++++ BRANO SCELTO
Fiori nella luce

Michele Baretta

A vent’anni dalla scomparsa, la figura e l’opera di Michele Baretta sono rievocate in questa retrospettiva che rinnova l’interesse intorno a uno dei suoi temi preferiti: i fiori.
Artista dalla linea disinvolta ed immediata, Baretta ha legato il proprio nome a un dipingere volitivo, ricco di colore, capace di conferire una determinante identità ai piacevoli nudi femminili, alle marine liguri, al fulgore cromatico della facciata di «San Marco» a Venezia, alle intense Crocifissioni risolte con una fluida resa del soggetto:«Questa fluidità – ha scritto Marziano Bernardi su “La Nuova Stampa” del 3 febbraio 1954 – forse gli deriva anche dalla frequente pratica dell’affresco, che gli suggerisce colori liquidi, trasparenti, condotti a velature leggerissime…Il suo contenuto pittorico è aperto, sereno, cordiale…».
E il colore costituisce l’essenza delle sue composizioni floreali, che raccontano il fascino indiscusso della luce sui petali, della scansione di un segno incisivo ed armonioso, della freschezza di una rappresentazione che travalica la realtà per esprimere l’amore per il vero in una trascrizione sulla tela o sul foglio di carta da disegno che si «manifesta nel fervore, nell’abbondanza, nella scioltezza del dipingere…nella continua disponibilità alle emozioni, ai sentimenti, alle meditazioni…» (Luciano Budigna).
++++++++
■ **LAVORO RICHIESTO**
- 1) Nel brano su Michele Baretta, su quale giornale e in quale data scrisse Marziano Bernardi?
- 2) Ricopia fedelmente il brano su Michele Baretta da "A vent’anni dalla" a "preferiti: i fiori.".
- 3) Prosegui il brano su Michele Baretta a partire dalla sua ultima frase.
++++ DATI REGISTRATI
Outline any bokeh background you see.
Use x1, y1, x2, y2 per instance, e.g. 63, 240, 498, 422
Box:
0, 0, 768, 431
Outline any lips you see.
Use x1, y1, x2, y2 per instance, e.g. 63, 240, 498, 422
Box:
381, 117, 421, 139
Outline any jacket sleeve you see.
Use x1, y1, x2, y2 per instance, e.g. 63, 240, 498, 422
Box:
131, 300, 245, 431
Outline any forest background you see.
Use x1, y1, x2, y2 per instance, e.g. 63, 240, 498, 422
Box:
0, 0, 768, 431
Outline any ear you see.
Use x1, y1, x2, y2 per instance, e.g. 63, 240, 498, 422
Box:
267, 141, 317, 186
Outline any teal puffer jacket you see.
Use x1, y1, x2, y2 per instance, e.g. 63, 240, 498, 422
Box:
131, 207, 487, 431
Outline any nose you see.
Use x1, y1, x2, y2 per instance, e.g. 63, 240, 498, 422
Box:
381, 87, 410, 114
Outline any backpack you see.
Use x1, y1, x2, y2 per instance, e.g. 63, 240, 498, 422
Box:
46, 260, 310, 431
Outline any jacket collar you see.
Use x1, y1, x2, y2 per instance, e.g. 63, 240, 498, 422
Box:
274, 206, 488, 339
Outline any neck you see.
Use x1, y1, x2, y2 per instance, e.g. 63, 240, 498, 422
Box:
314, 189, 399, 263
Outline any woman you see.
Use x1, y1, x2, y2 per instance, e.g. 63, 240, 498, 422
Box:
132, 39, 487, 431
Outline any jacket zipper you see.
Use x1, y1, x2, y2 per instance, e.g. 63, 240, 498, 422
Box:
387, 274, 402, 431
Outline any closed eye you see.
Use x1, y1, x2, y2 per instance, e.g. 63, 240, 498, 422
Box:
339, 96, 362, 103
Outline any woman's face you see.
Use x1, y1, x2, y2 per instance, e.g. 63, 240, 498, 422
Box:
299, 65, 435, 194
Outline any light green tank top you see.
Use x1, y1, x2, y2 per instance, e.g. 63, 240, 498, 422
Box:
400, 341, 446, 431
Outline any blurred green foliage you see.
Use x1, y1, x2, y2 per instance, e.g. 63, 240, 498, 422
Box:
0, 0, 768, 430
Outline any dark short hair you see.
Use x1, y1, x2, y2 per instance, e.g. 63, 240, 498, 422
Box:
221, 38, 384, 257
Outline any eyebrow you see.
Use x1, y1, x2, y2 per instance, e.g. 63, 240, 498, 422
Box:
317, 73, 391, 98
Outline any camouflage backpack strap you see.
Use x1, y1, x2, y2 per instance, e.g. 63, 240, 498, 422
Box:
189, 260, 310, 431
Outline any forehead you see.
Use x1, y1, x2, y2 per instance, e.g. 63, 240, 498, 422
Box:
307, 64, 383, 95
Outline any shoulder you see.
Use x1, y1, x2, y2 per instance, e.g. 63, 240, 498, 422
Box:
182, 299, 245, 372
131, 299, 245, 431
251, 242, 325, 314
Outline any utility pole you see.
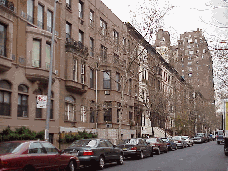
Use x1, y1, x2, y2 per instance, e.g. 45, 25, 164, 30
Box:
45, 0, 58, 141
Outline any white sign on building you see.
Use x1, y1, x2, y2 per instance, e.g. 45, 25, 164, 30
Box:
36, 95, 47, 108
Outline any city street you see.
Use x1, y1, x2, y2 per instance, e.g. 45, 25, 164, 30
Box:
80, 141, 228, 171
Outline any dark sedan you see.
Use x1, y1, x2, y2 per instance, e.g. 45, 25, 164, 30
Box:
0, 141, 80, 171
161, 138, 177, 151
118, 138, 153, 159
64, 139, 123, 169
146, 138, 168, 155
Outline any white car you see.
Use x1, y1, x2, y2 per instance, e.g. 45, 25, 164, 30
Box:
181, 136, 194, 147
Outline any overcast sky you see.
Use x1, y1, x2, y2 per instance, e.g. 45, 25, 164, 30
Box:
102, 0, 228, 44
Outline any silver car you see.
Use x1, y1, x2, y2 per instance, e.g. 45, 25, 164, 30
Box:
181, 136, 194, 147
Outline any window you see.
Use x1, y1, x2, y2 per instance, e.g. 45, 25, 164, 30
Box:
101, 45, 107, 62
47, 10, 53, 33
129, 79, 132, 96
64, 96, 76, 121
81, 63, 85, 84
66, 0, 71, 8
0, 81, 11, 116
27, 0, 34, 23
89, 10, 94, 26
90, 37, 94, 57
104, 102, 112, 122
81, 106, 86, 122
35, 89, 43, 118
117, 102, 121, 123
129, 111, 133, 121
45, 43, 51, 70
32, 39, 41, 68
66, 22, 71, 38
113, 30, 119, 50
103, 71, 111, 89
37, 4, 44, 29
114, 53, 120, 64
90, 107, 95, 123
0, 23, 6, 56
73, 59, 78, 82
78, 30, 84, 44
17, 84, 28, 117
90, 68, 94, 88
116, 72, 120, 91
100, 19, 107, 36
78, 1, 83, 18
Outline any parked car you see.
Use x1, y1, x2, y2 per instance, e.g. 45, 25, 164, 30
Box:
192, 136, 204, 143
172, 136, 188, 148
146, 138, 168, 155
0, 140, 80, 171
181, 136, 194, 147
196, 133, 208, 143
161, 138, 177, 151
63, 139, 123, 169
216, 130, 224, 144
117, 138, 153, 159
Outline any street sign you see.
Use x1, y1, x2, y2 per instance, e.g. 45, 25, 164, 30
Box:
36, 95, 47, 108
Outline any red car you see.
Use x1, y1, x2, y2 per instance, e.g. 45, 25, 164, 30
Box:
146, 138, 168, 155
0, 140, 80, 171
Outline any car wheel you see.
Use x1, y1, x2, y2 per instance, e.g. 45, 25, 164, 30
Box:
139, 151, 144, 159
157, 149, 161, 155
164, 146, 168, 153
97, 156, 105, 170
23, 166, 35, 171
117, 154, 123, 165
67, 161, 76, 171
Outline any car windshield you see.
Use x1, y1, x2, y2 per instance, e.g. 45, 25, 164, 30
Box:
0, 142, 22, 154
146, 138, 157, 143
70, 139, 97, 147
173, 137, 181, 140
121, 139, 137, 144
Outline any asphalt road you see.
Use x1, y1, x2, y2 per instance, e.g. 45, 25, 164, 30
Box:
80, 141, 228, 171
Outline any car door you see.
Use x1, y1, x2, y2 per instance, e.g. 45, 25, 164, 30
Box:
97, 140, 111, 160
41, 142, 69, 170
105, 140, 116, 160
26, 142, 49, 170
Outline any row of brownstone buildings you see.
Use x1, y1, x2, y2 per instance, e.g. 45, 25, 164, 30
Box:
0, 0, 214, 147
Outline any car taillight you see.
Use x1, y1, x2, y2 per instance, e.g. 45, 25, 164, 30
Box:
131, 147, 137, 150
83, 150, 94, 156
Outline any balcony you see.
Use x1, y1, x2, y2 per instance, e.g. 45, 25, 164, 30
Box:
65, 38, 89, 58
65, 80, 88, 94
25, 67, 55, 84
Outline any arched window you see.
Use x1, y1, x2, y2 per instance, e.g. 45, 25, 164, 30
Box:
17, 84, 28, 118
34, 89, 43, 118
64, 96, 76, 122
47, 92, 54, 119
0, 80, 11, 116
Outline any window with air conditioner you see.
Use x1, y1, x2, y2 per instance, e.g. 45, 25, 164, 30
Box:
0, 23, 7, 57
17, 84, 28, 118
32, 39, 41, 68
0, 80, 11, 116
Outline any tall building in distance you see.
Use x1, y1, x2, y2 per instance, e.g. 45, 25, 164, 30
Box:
176, 29, 214, 103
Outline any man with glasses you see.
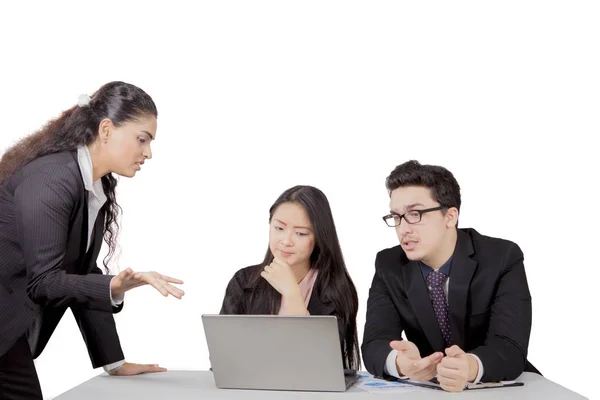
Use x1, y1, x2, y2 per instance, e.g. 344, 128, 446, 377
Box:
362, 161, 539, 391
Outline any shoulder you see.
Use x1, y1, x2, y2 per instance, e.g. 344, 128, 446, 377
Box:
17, 152, 83, 187
460, 228, 523, 264
460, 228, 520, 253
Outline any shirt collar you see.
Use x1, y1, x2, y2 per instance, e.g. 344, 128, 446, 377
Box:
419, 257, 452, 278
77, 146, 106, 203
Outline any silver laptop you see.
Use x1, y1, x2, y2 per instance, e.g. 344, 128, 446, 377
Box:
202, 315, 358, 392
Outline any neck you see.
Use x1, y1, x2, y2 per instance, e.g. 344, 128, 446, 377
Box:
423, 228, 458, 269
88, 143, 110, 182
292, 262, 310, 283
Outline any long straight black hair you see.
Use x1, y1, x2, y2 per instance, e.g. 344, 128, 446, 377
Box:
0, 82, 158, 268
253, 186, 360, 369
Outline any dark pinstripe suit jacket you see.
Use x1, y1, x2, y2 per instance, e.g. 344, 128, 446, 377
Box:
0, 152, 124, 367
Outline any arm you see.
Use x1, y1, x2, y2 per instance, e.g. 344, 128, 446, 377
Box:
15, 165, 112, 312
71, 266, 125, 368
361, 254, 403, 376
470, 244, 531, 382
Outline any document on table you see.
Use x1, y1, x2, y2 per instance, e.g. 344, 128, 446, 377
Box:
354, 371, 429, 394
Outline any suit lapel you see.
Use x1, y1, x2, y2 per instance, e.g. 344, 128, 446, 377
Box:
85, 208, 104, 272
402, 261, 444, 351
307, 282, 335, 315
448, 230, 477, 349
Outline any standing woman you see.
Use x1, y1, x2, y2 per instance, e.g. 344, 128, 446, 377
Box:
0, 82, 183, 400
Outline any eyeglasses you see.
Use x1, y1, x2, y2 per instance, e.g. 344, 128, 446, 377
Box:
383, 206, 448, 228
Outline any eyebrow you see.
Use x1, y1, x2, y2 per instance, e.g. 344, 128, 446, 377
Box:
142, 131, 154, 140
390, 203, 425, 215
275, 218, 312, 232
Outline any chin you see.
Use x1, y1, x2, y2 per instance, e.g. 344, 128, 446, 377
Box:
116, 170, 137, 178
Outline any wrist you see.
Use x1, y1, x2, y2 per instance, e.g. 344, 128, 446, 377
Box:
467, 355, 479, 382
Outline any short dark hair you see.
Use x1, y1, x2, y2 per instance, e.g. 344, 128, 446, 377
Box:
385, 160, 460, 211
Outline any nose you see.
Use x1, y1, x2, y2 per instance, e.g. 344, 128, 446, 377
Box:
396, 218, 412, 236
281, 231, 294, 247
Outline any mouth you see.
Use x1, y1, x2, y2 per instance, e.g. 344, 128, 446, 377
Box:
401, 239, 419, 251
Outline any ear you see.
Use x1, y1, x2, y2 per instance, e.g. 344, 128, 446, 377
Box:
446, 207, 458, 228
98, 118, 115, 143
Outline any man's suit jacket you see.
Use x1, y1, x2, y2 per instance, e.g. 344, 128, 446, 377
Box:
221, 265, 348, 342
362, 229, 537, 381
0, 152, 124, 367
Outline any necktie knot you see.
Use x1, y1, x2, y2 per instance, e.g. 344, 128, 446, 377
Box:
427, 270, 446, 288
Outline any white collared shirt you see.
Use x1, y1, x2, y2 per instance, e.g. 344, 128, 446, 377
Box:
77, 146, 107, 250
383, 277, 484, 383
77, 146, 125, 372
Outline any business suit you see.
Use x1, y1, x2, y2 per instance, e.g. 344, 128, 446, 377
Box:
0, 152, 124, 398
362, 229, 537, 381
221, 265, 348, 342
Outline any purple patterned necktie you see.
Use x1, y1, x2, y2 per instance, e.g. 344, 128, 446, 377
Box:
427, 270, 452, 347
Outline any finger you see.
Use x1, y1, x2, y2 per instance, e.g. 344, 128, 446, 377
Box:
412, 365, 437, 382
160, 274, 183, 285
119, 268, 133, 280
413, 352, 443, 370
143, 277, 169, 297
437, 364, 460, 380
437, 375, 465, 392
440, 357, 465, 369
164, 284, 185, 299
446, 345, 465, 357
440, 384, 465, 392
138, 364, 167, 374
260, 271, 271, 283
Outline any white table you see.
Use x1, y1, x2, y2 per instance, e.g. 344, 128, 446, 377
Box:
55, 371, 585, 400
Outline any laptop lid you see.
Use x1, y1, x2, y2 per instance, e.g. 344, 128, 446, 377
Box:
202, 315, 346, 391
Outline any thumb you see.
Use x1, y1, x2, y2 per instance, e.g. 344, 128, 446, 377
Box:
446, 345, 465, 357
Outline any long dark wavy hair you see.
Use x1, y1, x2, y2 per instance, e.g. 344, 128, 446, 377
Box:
253, 186, 360, 369
0, 82, 158, 269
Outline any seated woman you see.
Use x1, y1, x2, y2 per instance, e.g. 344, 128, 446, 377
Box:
221, 186, 360, 369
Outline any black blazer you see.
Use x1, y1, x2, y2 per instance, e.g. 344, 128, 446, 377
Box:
362, 229, 537, 381
0, 152, 124, 367
221, 265, 348, 343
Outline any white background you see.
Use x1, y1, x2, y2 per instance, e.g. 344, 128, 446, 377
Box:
0, 0, 600, 398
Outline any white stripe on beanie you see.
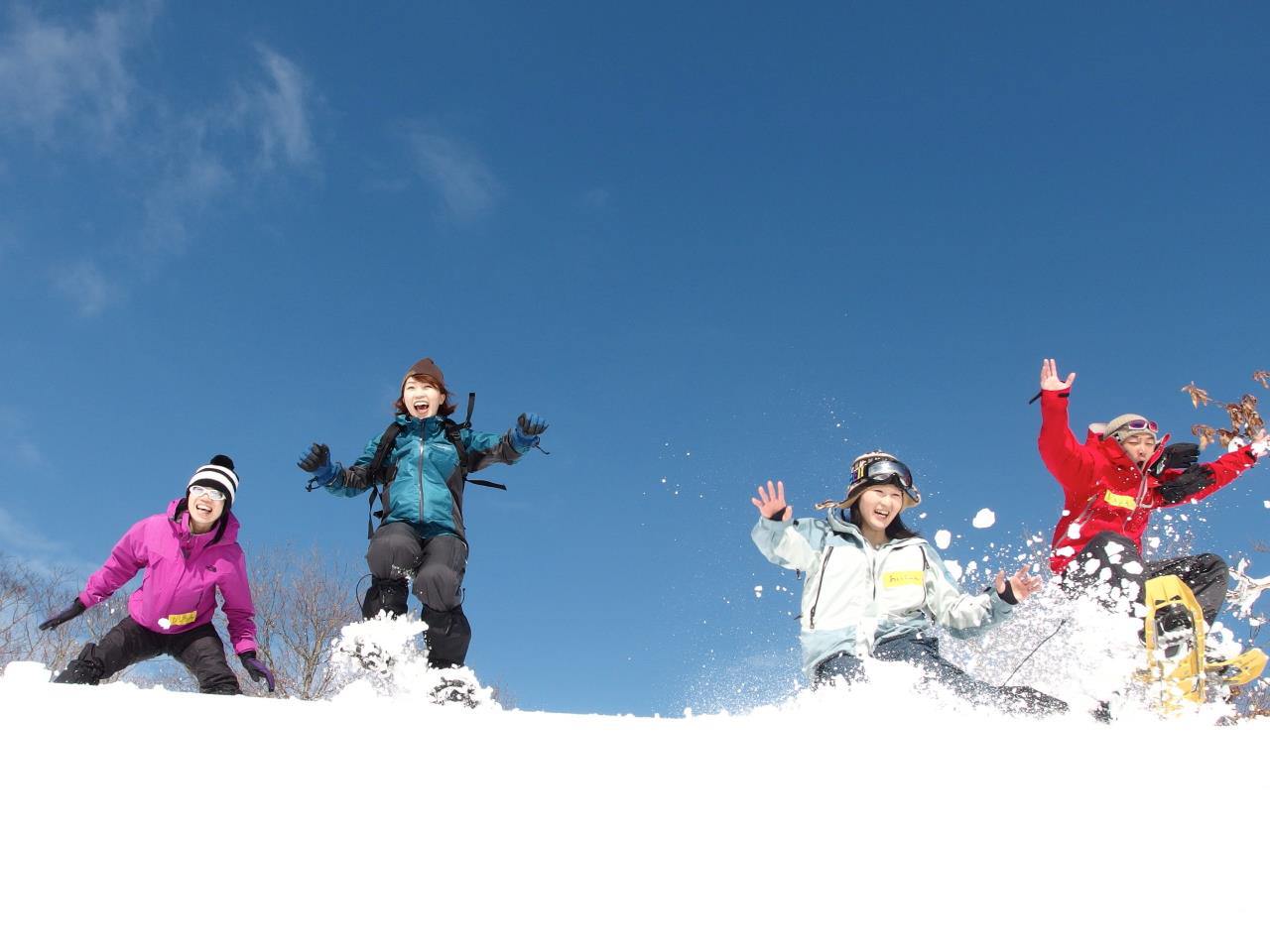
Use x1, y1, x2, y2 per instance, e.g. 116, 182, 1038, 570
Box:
186, 463, 237, 504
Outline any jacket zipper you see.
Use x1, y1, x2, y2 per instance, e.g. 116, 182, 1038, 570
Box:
807, 545, 833, 631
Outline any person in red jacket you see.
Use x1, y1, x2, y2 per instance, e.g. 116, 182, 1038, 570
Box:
1038, 359, 1266, 625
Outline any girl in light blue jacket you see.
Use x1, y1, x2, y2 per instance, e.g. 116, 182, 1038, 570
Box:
750, 452, 1067, 713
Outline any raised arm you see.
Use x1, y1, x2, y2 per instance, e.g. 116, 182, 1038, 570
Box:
463, 414, 550, 472
1036, 358, 1097, 489
749, 480, 825, 571
78, 520, 146, 608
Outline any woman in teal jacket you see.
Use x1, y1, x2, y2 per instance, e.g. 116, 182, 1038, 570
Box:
300, 357, 548, 667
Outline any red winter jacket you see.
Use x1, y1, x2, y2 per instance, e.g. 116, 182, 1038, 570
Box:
1036, 389, 1257, 572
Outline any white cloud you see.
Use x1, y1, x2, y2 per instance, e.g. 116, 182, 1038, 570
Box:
0, 407, 45, 470
249, 45, 315, 169
410, 130, 502, 222
0, 3, 158, 142
0, 507, 63, 556
54, 260, 117, 317
144, 119, 234, 255
145, 46, 317, 255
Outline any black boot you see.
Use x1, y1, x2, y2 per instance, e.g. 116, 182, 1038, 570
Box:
54, 641, 105, 684
362, 579, 410, 618
423, 606, 472, 667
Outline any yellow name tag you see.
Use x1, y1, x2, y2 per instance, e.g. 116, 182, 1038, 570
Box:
881, 572, 922, 589
1102, 490, 1138, 509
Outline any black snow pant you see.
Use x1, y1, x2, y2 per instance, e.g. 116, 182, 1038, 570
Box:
813, 638, 1067, 716
362, 522, 472, 667
1062, 532, 1229, 625
54, 616, 242, 694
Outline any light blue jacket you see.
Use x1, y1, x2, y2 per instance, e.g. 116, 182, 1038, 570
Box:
750, 511, 1011, 679
326, 414, 521, 538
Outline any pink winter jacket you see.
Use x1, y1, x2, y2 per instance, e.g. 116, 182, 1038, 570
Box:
78, 499, 255, 654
++++++++
■ **RISPOSTE PER COMPITO**
- 1) Su «La Nuova Stampa» del 3 febbraio 1954.

- 2)
A vent’anni dalla scomparsa, la figura e l’opera di Michele Baretta sono rievocate in questa retrospettiva che rinnova l’interesse intorno a uno dei suoi temi preferiti: i fiori.

- 3)
Vi è, quindi, in Baretta la consapevolezza di una visone che “cattura” dei papaveri o delle rose bianche, delle sterlizie o degli iris, secondo una “scrittura” che gli appartiene indissolubilmente come un ricordo, un incontro, uno sguardo sulla realtà circostante. E da Fiori di pesco del 1949 a Gigli e ranuncoli degli anni Cinquanta, dai Fiori di campo del 1958 a Rose del 1985, si delinea il suo linguaggio, la volontà di fissare un dato cromatico o un vaso in un interno, una grande natura morta con frutta e fiori del 1944, una rosa che si allunga filiforme nello spazio o delle dalie recise, in una sorta di narrazione o di memoria o, ancora, di una persuasiva fedeltà al tema: in un continuo rinnovarsi dell’indagine intorno alla natura, in cui si avverte l’evolversi di uno «spettacolo di immagini e colori e che su tali scene s’illude di brevemente arrestare il proprio quotidiano, inesorabile, faticoso esistere». In questa interpretazione di Gian Giorgio Massara, si ravvisa l’intensità del dettato di Baretta e quella sua energia espressiva, mai sconfitta dalla più scontata consuetudine, ma tutto si completa con una istintiva gestualità che definisce entità formali dove «alla dolcezza si affianca il vigore, alla grazia la passione, ai cieli tersi quelli corruschi, temibili e tempestosi…» (Mario Marchiando Pacchiola, in «I quaderni» della Collezione Civica d’Arte, Palazzo Vittone, Pinerolo, 1988).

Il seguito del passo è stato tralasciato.